___ Information supplied

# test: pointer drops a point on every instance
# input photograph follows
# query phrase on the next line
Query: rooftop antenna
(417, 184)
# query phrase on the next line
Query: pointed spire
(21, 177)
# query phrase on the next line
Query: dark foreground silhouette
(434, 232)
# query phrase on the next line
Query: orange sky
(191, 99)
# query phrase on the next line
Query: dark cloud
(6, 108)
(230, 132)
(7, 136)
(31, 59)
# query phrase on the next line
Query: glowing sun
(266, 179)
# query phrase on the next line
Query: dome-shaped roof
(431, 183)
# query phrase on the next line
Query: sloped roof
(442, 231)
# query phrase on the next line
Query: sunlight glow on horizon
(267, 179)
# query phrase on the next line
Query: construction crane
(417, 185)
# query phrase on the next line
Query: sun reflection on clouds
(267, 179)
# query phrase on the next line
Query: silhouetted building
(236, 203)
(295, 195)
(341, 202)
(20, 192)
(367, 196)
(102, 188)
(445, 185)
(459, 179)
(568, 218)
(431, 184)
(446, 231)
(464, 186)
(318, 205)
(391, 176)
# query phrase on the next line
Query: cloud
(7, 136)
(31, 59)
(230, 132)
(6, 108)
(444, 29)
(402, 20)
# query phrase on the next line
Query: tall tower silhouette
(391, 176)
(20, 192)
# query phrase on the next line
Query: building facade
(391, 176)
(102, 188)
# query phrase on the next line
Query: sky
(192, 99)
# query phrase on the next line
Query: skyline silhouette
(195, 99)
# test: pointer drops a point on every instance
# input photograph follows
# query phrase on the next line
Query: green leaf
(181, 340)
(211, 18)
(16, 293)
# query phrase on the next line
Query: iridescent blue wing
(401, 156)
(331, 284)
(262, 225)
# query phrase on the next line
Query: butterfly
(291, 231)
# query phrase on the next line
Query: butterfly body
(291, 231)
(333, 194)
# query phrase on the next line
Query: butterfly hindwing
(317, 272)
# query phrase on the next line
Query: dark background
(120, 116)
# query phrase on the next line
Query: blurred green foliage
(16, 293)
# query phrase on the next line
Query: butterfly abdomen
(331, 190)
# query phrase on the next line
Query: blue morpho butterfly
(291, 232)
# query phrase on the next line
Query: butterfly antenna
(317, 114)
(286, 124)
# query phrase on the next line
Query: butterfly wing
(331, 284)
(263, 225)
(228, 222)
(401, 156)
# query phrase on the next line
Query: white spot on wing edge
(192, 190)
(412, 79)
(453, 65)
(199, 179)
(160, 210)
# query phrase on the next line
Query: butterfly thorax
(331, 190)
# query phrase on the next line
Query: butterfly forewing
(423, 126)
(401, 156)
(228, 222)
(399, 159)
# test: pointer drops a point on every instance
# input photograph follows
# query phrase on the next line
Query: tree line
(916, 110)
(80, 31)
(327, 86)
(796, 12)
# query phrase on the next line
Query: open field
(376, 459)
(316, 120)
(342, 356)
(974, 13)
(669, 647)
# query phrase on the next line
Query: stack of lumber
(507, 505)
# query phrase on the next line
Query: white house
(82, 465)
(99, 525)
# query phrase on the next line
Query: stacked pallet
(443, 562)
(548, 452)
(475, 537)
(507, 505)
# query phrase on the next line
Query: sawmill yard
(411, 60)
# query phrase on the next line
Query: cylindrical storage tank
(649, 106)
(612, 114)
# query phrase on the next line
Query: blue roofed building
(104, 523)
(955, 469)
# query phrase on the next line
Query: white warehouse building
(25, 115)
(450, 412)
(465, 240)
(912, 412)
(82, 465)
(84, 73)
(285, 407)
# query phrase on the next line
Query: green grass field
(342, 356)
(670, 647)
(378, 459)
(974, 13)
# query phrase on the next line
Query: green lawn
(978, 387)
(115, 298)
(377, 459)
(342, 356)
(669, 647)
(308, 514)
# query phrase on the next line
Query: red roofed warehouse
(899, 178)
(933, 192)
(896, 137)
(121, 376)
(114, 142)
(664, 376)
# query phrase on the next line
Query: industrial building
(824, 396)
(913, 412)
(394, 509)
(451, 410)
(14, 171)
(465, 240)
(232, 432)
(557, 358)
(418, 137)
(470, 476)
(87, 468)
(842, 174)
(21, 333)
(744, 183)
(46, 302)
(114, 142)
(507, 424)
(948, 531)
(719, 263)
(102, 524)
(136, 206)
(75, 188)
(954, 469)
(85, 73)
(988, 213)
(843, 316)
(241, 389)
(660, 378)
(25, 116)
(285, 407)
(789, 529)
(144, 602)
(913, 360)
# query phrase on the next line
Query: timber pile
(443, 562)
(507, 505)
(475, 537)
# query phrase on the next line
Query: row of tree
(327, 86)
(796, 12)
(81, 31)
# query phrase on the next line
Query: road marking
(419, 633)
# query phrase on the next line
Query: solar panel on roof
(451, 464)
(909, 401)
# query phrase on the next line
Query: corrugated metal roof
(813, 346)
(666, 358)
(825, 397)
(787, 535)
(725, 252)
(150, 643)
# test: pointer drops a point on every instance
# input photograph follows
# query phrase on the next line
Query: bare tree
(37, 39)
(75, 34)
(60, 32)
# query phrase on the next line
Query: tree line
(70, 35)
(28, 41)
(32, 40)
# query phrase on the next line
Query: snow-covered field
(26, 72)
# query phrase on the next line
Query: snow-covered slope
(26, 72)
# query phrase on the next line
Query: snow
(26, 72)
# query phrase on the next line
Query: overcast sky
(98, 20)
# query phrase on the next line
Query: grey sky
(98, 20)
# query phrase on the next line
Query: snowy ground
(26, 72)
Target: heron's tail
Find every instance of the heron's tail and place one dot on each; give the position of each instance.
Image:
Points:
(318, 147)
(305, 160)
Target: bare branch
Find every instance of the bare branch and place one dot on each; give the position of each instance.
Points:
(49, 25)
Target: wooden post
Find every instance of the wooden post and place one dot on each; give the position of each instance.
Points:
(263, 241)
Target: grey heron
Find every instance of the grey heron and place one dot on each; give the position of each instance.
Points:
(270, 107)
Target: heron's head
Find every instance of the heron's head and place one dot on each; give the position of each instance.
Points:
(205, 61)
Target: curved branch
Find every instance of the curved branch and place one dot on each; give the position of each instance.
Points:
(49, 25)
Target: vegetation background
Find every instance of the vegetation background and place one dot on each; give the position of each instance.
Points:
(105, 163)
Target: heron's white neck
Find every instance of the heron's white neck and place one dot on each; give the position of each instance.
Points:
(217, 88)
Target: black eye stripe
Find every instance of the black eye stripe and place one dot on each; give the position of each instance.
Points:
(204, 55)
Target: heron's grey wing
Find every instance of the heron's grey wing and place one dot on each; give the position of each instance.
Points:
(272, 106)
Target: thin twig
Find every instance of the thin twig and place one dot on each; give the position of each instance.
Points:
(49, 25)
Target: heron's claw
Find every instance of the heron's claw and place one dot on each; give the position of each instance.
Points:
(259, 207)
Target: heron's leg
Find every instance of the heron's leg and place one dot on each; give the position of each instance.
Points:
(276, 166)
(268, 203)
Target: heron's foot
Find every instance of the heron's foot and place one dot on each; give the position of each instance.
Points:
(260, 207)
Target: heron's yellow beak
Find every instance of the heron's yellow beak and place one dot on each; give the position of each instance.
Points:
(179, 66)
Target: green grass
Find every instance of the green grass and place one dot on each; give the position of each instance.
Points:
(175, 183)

______

The data is to be given again in full, with every line exact.

# test: pointer drops a point on every instance
# input photograph follows
# query phrase on the next line
Query: rooftop antenna
(417, 184)
# query phrase on the next line
Query: pointed spire
(21, 177)
# query phrase on the next line
Query: dark foreground silhouette
(434, 232)
# query phrase on the next line
Query: orange sky
(191, 99)
# query phrase on the next line
Query: dark cloud
(6, 108)
(230, 132)
(7, 136)
(31, 59)
# query phrase on the next line
Query: glowing sun
(266, 179)
# query phrase on the next line
Query: dome-shaped roof
(431, 183)
# query phrase on the next line
Query: sloped roof
(442, 231)
# query phrase on the next line
Query: sunlight glow on horizon
(267, 179)
# query phrase on the next line
Query: construction crane
(417, 185)
# query phrase on the next line
Query: sun reflection on clouds
(267, 179)
# query phrase on the next line
Query: silhouetted building
(236, 203)
(295, 195)
(341, 202)
(20, 192)
(367, 196)
(102, 188)
(445, 185)
(459, 179)
(568, 218)
(431, 184)
(446, 231)
(464, 186)
(318, 205)
(391, 176)
# query phrase on the next line
Query: cloud
(7, 136)
(31, 59)
(230, 132)
(6, 108)
(444, 29)
(402, 20)
# query phrase on the next line
Query: tall tower silhouette
(391, 176)
(20, 192)
# query phrase on the next line
Query: building facade
(391, 176)
(102, 188)
# query phrase on the next line
Query: sky
(192, 99)
# query phrase on the next line
Query: skyline silhouette
(195, 99)
# test: pointer drops a point on every instance
# input photograph follows
# query phrase on the next line
Query: green leaf
(181, 340)
(211, 18)
(16, 293)
# query phrase on the next line
Query: iridescent blue wing
(401, 156)
(331, 284)
(262, 225)
# query phrase on the next line
Query: butterfly
(291, 231)
# query phrase on the next line
Query: butterfly body
(291, 231)
(333, 194)
# query phrase on the next line
Query: butterfly hindwing
(317, 272)
# query phrase on the next line
Query: dark background
(120, 116)
# query phrase on the next line
Query: blurred green foliage
(16, 293)
# query phrase on the next line
Query: butterfly abdomen
(331, 190)
# query phrase on the next line
Query: blue morpho butterfly
(291, 232)
# query phrase on the next line
Query: butterfly antenna
(317, 114)
(286, 124)
# query phrase on the next line
Query: butterfly wing
(331, 284)
(263, 225)
(228, 222)
(401, 156)
# query phrase on the next line
Query: white spot on wing edge
(192, 190)
(412, 79)
(453, 65)
(199, 179)
(160, 210)
# query phrase on the next line
Query: butterfly thorax
(331, 190)
# query phrase on the next line
Query: butterfly forewing
(423, 126)
(401, 156)
(228, 222)
(399, 159)
# test: pointer drops a point on every instance
# input photograph follows
# query phrase on the next line
Query: tree line
(916, 110)
(80, 31)
(327, 86)
(796, 12)
# query phrase on the next line
Query: open field
(376, 459)
(316, 120)
(342, 356)
(974, 13)
(669, 647)
# query phrase on the next line
Query: stack of lumber
(507, 505)
# query phrase on the next line
Query: white house
(82, 465)
(99, 525)
# query phrase on the next line
Query: stacked pallet
(443, 562)
(548, 452)
(475, 537)
(507, 505)
# query phrase on the next line
Query: sawmill yard
(411, 60)
# query phrase on the next line
Query: cylindrical storage tank
(649, 106)
(612, 114)
# query phrase on the next line
Query: blue roofed building
(104, 523)
(955, 469)
# query phrase on the next line
Query: white warehouse building
(25, 115)
(450, 412)
(465, 240)
(912, 412)
(82, 465)
(84, 73)
(285, 407)
# query phrase on the next line
Query: green grass field
(342, 356)
(670, 647)
(378, 459)
(974, 13)
# query phrase on the next line
Query: green lawn
(978, 387)
(115, 298)
(377, 459)
(342, 356)
(669, 647)
(308, 514)
# query phrase on the next line
Query: red roofed warehouse
(899, 178)
(933, 192)
(896, 137)
(121, 376)
(114, 142)
(664, 376)
# query phrase on the next line
Query: industrial building
(824, 396)
(913, 412)
(394, 509)
(451, 410)
(14, 171)
(465, 240)
(232, 432)
(557, 358)
(418, 137)
(470, 476)
(87, 468)
(842, 174)
(21, 333)
(744, 183)
(46, 302)
(114, 142)
(507, 424)
(948, 531)
(719, 263)
(102, 524)
(136, 206)
(75, 188)
(954, 469)
(85, 73)
(988, 213)
(843, 316)
(241, 389)
(660, 378)
(25, 116)
(285, 407)
(789, 529)
(144, 602)
(913, 360)
# query phrase on the next line
Query: timber pile
(443, 562)
(507, 505)
(475, 537)
# query phrase on the next line
Query: row of tree
(327, 86)
(796, 12)
(81, 31)
# query phrase on the next line
Query: road marking
(419, 633)
# query phrase on the next line
Query: solar panel on roof
(451, 464)
(909, 401)
# query phrase on the next line
Query: corrugated metal roof
(813, 346)
(666, 358)
(825, 397)
(787, 535)
(725, 252)
(150, 643)
# test: pointer drops a point on every instance
# input photograph follows
# query phrase on the next line
Query: bare tree
(37, 39)
(75, 34)
(60, 32)
# query phrase on the next line
Query: tree line
(70, 35)
(28, 41)
(32, 40)
# query phrase on the next line
Query: snow-covered field
(26, 72)
# query phrase on the next line
Query: snow-covered slope
(26, 72)
# query phrase on the next line
Query: snow
(26, 72)
# query phrase on the next line
Query: overcast sky
(98, 20)
# query phrase on the next line
Query: grey sky
(98, 20)
# query phrase on the next line
Query: snowy ground
(26, 72)
Target: heron's tail
Find every instance of the heron's tail and place one dot on each; give the position of each instance.
Image:
Points:
(318, 147)
(305, 160)
Target: bare branch
Find every instance of the bare branch and place one dot on each; give the position of each instance.
Points:
(49, 25)
Target: wooden post
Find every instance of the wooden post and place one dot on each; give the position of each instance.
Points:
(263, 241)
Target: grey heron
Find every instance of the grey heron and place one dot on each; give the position of each instance.
Points:
(270, 107)
Target: heron's head
Find every instance of the heron's head and place one dot on each; give the position of each instance.
Points:
(205, 61)
Target: curved branch
Find every instance of the curved branch and place one dot on each; give the position of each instance.
Points:
(49, 25)
Target: vegetation background
Find every instance of the vegetation background and place one dot on each; give the position of each instance.
Points:
(105, 163)
Target: heron's white neck
Find every instance of the heron's white neck and place one dot on each; give the position of each instance.
Points:
(217, 88)
Target: black eye stripe
Find every instance of the black eye stripe and place one dot on each; give the position of each instance.
Points:
(204, 55)
Target: heron's grey wing
Find every instance of the heron's grey wing and place one dot on each; give the position of each instance.
Points:
(272, 106)
Target: thin twig
Find every instance of the thin twig and place one dot on each; give the position of each instance.
Points:
(49, 25)
Target: heron's claw
Find every instance of the heron's claw and place one dot on each; give the position of each instance.
Points:
(259, 207)
Target: heron's leg
Find every instance of the heron's leg and place one dot on each; give the position of each instance.
Points:
(276, 166)
(268, 203)
Target: heron's foot
Find every instance of the heron's foot and place one dot on each; give the position of each instance.
Points:
(260, 207)
Target: heron's yellow beak
Find every instance of the heron's yellow beak and place one dot on each; give the position of each instance.
Points:
(179, 66)
Target: green grass
Find every instance of the green grass and place one dot on each; give the position of each instance.
Points:
(175, 183)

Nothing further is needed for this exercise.